[[ Excerpt provided open ]]
Jamie Angus says he was a 15-year-old rugby player at Rutland Senior Secondary when his life changed.
“Took a big hit. Got hit by two guys, (my) body went two different ways,” Angus recalled.
Angus told Global News that he sustained a broken hip during the rugby hit.
“Apparently it popped out when it went back in,” said Angus. “That’s when the damage was done.”
At the time, Angus said his doctor told him he’d need a hip replacement when he got older. But in the years that followed, he developed a reliance on pain killers.
“The only thing that kept me going was codeine,” Angus admitted.
Now 50 years old, Angus says he suffers from a degenerative right hip that forces him to live in constant pain.
“The pain is incredible. It would kill people what I go through on a daily basis,” he said. “I need a new hip.”
However, Angus says his numerous requests for hip-replacement surgery have been refused because of his age.
“That I’m too young,” Angus said of what he’s been told.
“All they want to do is push prescription drugs on me, take this, take that. I refuse to; just fix what is broken,” Angus said.
Contacted by Global News, Interior Health said it books procedures based on referrals from surgeons.
“We appreciate the challenges this individual is facing,” said Karl Hardt, senior communications consultant for the Interior Health Authority.
“The decision to proceed with the surgery is separate from Interior Health.”
Hardt continued, saying “patients who have concerns about physician decisions related to their care can contact the BC College of Physicians and Surgeons, which will look into those concerns and support the patients directly.”
However, Angus says his situation is so painful, so dire that he is considering whatever it takes to get him some relief from the pain.
“Anything I have to … I’m at my wits’ end.”
For Angus, one option includes going to Mexico to have the procedure done.
That option, though, would cost $21,000 – a bill he’ll have to foot on his own.
For Angus, one option includes going to Mexico to have the procedure done.
That option, though, would cost $21,000 – a bill he’ll have to foot on his own.
“It’s not happening in my own province, my own country, my own city,” said Angus.
Notably, though, Angus received some good news on Thursday from a private clinic surgeon in Victoria who said he should get a new hip.
And he’s been placed on a waiting list for that surgery, which he hopes to get some time next fall.
[[ Excerpt provided closed ]]
[[ Study material open ]]
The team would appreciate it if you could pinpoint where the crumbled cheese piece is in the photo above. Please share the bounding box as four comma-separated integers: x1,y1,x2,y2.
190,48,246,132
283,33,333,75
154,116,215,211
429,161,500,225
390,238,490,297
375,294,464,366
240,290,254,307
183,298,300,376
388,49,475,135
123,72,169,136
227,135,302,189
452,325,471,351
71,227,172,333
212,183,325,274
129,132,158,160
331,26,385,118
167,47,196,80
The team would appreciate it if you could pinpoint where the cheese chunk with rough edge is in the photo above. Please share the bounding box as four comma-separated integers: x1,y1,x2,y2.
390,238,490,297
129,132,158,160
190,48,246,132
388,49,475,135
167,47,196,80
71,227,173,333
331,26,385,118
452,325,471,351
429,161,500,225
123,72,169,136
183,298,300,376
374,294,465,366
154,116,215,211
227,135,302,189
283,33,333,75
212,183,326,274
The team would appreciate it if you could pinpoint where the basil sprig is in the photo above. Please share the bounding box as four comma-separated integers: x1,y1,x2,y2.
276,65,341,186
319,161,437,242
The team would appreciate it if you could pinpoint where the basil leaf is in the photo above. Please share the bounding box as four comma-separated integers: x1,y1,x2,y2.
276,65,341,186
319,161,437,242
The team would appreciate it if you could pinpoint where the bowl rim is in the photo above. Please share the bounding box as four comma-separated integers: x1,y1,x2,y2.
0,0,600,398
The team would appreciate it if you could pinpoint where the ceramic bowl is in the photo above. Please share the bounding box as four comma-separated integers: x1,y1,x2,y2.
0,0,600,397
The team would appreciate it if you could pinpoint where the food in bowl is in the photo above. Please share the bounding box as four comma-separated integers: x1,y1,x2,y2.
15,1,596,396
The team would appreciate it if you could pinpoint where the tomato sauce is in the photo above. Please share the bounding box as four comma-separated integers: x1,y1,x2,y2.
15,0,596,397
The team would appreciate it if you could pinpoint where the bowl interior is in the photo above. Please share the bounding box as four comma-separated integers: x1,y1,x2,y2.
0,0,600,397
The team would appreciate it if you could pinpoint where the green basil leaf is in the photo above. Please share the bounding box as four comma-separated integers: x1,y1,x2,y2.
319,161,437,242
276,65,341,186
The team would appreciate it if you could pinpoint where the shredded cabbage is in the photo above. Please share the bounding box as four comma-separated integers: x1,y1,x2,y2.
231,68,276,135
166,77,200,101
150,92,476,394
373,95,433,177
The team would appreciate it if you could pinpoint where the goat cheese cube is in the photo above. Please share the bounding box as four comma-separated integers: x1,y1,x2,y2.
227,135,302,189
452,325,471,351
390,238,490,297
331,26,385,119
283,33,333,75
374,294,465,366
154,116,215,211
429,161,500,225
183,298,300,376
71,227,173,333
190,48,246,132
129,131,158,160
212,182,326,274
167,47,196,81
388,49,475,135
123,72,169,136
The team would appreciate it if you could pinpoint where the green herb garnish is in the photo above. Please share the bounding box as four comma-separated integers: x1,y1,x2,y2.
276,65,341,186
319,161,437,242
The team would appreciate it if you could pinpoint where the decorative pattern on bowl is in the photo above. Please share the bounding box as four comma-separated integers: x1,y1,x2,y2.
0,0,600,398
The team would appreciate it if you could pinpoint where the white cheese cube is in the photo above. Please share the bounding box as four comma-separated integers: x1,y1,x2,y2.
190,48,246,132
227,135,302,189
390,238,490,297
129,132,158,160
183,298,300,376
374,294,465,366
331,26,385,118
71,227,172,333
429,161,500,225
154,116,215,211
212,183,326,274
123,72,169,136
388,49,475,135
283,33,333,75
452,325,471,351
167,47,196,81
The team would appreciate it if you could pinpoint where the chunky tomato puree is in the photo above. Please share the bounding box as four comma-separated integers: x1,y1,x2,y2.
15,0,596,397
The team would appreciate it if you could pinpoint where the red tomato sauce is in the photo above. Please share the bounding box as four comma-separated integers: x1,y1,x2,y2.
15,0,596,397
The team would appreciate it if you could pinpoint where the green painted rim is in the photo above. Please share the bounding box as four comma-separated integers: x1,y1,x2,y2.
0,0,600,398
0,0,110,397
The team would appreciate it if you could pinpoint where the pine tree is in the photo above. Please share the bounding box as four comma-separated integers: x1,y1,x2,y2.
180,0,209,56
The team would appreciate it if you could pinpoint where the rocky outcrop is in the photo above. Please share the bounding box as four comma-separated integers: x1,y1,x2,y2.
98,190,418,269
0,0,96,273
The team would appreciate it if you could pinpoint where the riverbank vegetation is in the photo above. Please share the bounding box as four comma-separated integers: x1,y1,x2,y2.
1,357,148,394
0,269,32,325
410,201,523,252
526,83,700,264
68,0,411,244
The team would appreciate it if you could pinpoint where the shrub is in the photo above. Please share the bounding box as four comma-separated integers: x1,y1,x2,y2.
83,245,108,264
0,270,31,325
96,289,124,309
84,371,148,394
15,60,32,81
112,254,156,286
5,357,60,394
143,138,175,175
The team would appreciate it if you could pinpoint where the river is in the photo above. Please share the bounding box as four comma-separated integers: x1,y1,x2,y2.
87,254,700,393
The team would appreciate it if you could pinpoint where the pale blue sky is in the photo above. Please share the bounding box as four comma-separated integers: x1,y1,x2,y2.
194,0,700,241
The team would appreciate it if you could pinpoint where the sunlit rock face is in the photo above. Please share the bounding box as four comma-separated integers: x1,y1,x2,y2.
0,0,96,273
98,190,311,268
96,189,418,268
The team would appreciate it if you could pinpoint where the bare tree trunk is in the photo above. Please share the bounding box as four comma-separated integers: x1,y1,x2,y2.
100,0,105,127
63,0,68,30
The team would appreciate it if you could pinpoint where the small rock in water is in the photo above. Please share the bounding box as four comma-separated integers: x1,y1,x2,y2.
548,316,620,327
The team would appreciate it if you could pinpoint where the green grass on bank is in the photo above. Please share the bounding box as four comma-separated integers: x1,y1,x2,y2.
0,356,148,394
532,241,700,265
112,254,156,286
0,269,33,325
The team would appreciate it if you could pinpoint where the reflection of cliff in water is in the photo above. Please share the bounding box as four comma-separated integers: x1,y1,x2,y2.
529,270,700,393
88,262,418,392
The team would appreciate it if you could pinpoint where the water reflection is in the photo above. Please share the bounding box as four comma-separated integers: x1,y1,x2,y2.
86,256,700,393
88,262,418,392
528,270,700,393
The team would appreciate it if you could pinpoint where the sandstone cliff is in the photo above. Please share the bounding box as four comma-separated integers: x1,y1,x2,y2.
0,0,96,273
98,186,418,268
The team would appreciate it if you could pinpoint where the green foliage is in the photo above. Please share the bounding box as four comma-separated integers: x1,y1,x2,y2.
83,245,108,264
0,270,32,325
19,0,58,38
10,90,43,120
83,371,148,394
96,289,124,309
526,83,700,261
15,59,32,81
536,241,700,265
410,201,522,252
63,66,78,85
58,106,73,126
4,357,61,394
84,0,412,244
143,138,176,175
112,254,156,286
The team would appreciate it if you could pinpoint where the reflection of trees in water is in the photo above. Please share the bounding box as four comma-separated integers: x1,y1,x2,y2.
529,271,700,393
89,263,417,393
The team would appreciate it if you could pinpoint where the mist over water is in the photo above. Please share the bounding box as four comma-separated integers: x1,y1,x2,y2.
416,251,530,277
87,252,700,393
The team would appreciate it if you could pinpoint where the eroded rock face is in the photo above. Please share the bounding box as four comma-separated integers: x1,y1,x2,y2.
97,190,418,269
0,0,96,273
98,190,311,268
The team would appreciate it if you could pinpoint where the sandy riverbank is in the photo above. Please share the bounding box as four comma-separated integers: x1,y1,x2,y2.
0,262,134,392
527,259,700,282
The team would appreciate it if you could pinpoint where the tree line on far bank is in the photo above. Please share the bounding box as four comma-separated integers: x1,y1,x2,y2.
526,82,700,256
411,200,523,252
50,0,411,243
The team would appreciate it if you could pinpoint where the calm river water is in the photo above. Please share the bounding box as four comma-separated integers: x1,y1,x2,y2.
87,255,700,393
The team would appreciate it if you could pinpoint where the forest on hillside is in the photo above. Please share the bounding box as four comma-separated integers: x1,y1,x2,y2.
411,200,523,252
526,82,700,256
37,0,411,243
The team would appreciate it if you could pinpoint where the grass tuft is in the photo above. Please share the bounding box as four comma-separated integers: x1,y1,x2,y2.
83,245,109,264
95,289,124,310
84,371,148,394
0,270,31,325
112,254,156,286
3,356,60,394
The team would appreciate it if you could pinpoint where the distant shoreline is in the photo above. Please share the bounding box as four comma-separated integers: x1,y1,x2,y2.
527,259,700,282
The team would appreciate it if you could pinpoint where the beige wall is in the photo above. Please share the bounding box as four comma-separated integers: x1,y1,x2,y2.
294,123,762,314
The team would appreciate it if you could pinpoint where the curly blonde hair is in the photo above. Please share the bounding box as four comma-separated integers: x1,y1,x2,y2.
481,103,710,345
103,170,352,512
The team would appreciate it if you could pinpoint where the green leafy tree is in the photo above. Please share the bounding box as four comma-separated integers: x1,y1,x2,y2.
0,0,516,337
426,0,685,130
[[ Study material closed ]]
• **What is expected**
Transcribe the section of the article above about Jamie Angus's hip that opens with the words "Angus told Global" and closes with "he’s been told.".

• **Result**
Angus told Global News that he sustained a broken hip during the rugby hit.
“Apparently it popped out when it went back in,” said Angus. “That’s when the damage was done.”
At the time, Angus said his doctor told him he’d need a hip replacement when he got older. But in the years that followed, he developed a reliance on pain killers.
“The only thing that kept me going was codeine,” Angus admitted.
Now 50 years old, Angus says he suffers from a degenerative right hip that forces him to live in constant pain.
“The pain is incredible. It would kill people what I go through on a daily basis,” he said. “I need a new hip.”
However, Angus says his numerous requests for hip-replacement surgery have been refused because of his age.
“That I’m too young,” Angus said of what he’s been told.